### [Objective 1]
In the FreeBSD mailing-list message below, shorten the paragraph that begins "I'm trying to get FreeBSD installed" into a brief bulleted list that keeps its main facts.
### [Objective 2]
Pick up the FreeBSD installation-error message below right after its last line and carry it on in the same style.

### [Passage provided]
--- start ---

Re: After install - Fatal trap 18 ATA problem?

From: Yar Tikhiy <yar_at_comp.chem.msu.su>
Date: Tue, 20 Jun 2006 02:51:48 +0400
On Mon, Jun 19, 2006 at 05:05:09PM -0400, Anish Mistry wrote:
> On Monday 19 June 2006 16:36, Yar Tikhiy wrote:
> > On Mon, Jun 19, 2006 at 03:25:19PM -0400, Anish Mistry wrote:
> > > On Monday 19 June 2006 14:09, Yar Tikhiy wrote:
> > > > On Fri, Jun 16, 2006 at 01:32:55PM -0400, Anish Mistry wrote:
> > > > > I'm trying to get FreeBSD installed on one of my systems and
> > > > > I'm getting the error stated below.  I did have FreeBSD
> > > > > 6-STABLE installed a few months ago on this very system.  The
> > > > > only change is that FreeBSD is now installed on the second
> > > > > harddrive instead of the first.  This is using the -CURRENT
> > > > > snapshot for this month.  The install goes just fine.  I also
> > > > > get a very similar error when I install 6.1 too.

--- end ---

### [Supplied data]
--- start ---

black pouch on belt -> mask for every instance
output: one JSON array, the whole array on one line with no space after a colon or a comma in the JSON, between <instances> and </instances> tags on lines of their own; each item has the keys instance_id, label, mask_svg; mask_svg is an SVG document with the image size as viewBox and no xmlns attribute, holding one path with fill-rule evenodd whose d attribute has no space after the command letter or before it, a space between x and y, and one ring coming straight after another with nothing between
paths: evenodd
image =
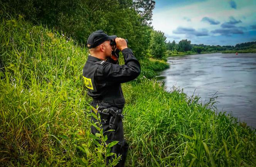
<instances>
[{"instance_id":1,"label":"black pouch on belt","mask_svg":"<svg viewBox=\"0 0 256 167\"><path fill-rule=\"evenodd\" d=\"M109 117L109 114L106 112L99 112L101 116L101 118L102 119L108 120Z\"/></svg>"}]
</instances>

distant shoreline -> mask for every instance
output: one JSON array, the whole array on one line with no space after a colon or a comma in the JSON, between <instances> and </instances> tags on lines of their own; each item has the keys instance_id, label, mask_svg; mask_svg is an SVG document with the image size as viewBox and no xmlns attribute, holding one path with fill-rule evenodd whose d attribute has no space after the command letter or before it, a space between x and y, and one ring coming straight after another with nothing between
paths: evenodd
<instances>
[{"instance_id":1,"label":"distant shoreline","mask_svg":"<svg viewBox=\"0 0 256 167\"><path fill-rule=\"evenodd\" d=\"M256 53L256 49L249 49L245 50L225 50L222 52L222 53Z\"/></svg>"},{"instance_id":2,"label":"distant shoreline","mask_svg":"<svg viewBox=\"0 0 256 167\"><path fill-rule=\"evenodd\" d=\"M184 52L184 54L181 54L180 55L172 55L171 56L168 56L168 58L172 57L176 57L178 56L188 56L190 55L203 55L205 54L210 54L210 53L256 53L256 49L249 49L249 50L225 50L222 51L212 51L209 52L202 52L201 53L187 53Z\"/></svg>"}]
</instances>

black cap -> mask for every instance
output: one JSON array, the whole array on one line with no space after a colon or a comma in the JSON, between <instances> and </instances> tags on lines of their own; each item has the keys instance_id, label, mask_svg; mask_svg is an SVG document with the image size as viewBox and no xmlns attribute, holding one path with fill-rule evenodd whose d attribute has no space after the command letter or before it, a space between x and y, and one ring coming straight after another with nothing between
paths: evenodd
<instances>
[{"instance_id":1,"label":"black cap","mask_svg":"<svg viewBox=\"0 0 256 167\"><path fill-rule=\"evenodd\" d=\"M99 45L108 40L113 40L116 38L116 35L109 36L101 30L93 32L87 40L87 44L89 44L90 46L87 46L89 49L95 48Z\"/></svg>"}]
</instances>

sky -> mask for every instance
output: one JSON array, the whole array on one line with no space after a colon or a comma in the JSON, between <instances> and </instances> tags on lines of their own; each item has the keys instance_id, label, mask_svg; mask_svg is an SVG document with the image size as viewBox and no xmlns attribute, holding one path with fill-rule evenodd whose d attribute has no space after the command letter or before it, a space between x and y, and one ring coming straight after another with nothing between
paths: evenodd
<instances>
[{"instance_id":1,"label":"sky","mask_svg":"<svg viewBox=\"0 0 256 167\"><path fill-rule=\"evenodd\" d=\"M155 0L152 25L166 40L233 45L256 41L256 0Z\"/></svg>"}]
</instances>

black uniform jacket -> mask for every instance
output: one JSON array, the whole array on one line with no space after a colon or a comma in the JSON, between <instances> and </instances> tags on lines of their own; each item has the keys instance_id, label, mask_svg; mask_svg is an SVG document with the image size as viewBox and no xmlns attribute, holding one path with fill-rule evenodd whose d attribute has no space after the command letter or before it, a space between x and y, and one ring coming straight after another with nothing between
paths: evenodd
<instances>
[{"instance_id":1,"label":"black uniform jacket","mask_svg":"<svg viewBox=\"0 0 256 167\"><path fill-rule=\"evenodd\" d=\"M140 65L131 50L122 51L125 64L119 65L88 56L83 76L88 94L93 98L91 104L99 109L122 109L125 101L121 83L135 79L140 73Z\"/></svg>"}]
</instances>

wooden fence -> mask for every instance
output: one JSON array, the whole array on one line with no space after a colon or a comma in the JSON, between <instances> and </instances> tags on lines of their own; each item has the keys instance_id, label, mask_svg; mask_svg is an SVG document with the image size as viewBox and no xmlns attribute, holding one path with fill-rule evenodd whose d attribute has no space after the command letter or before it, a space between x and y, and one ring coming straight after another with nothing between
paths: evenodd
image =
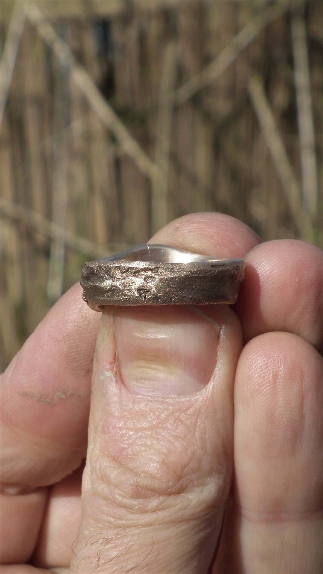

--- end ---

### [Task output 1]
- Trying to install FreeBSD on one of the sender's systems and getting an error.
- FreeBSD 6-STABLE was installed on this same system a few months ago.
- The only change is that FreeBSD now goes on the second hard drive instead of the first.
- The install uses this month's -CURRENT snapshot and goes fine.
- Installing 6.1 gives a very similar error.

### [Task output 2]
> > > > >
> > > > > This seems to be the same problem as:
> > > > > http://unix.derkeiler.com/Mailing-Lists/FreeBSD/stable/2006-0
> > > > >3/ms g00539.html
> > > > >
> > > > > But I don't have a built-in compact flash reader attached
> > > > > via. ATA.
> > > > >
> > > > > Full verbose boot+backtrace:
> > > > > http://am-productions.biz/docs/boot-panic-script.txt.gz
> > > > >
> > > > > rr232x: no controller detected.
> > > > > ata0-slave: pio=PIO4 wdma=WDMA2 udma=UDMA100 cable=80 wire
> > > > > ata0-master: pio=PIO4 wdma=WDMA2 udma=UDMA66 cable=80 wire
> > > > > ad0: setting PIO4 on nForce2 Pro chip
> > > > > ad0: setting UDMA66 on nForce2 Pro chip
> > > > > ad0: 17206MB <IBM DJNA-371800 J78OA30K> at ata0-master UDMA66
> > > > >
> > > > >
> > > > > Fatal trap 18: integer divide fault while in kernel mode
> > > > > cpuid = 0; apic id = 00
> > > > > instruction pointer	= 0x20:0xc089b49f
> > > > > stack pointer	        = 0x28:0xc0c20b64
> > > > > frame pointer	        = 0x28:0xc0c20bec
> > > > > code segment		= base 0x0, limit 0xfffff, type 0x1b
> > > > > 			= DPL 0, pres 1, def32 1, gran 1
> > > > > processor eflags	= interrupt enabled, resume, IOPL = 0
> > > > > current process		= 0 (swapper)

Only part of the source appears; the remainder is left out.